Pictures do not belong in the copy, so please give every entry below again exactly.

• Dataset excerpts
+++++
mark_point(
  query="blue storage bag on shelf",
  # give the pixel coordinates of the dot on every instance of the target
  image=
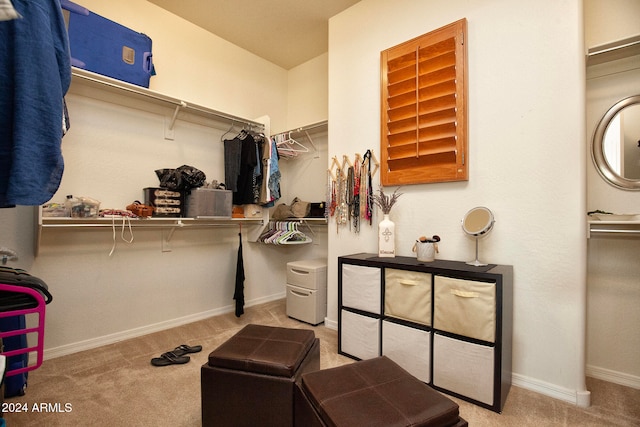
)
(105, 47)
+++++
• Answer space
mark_point(
  query="blue storage bag on shelf",
  # give the pixel coordinates of the dot on every instance of the target
  image=
)
(105, 47)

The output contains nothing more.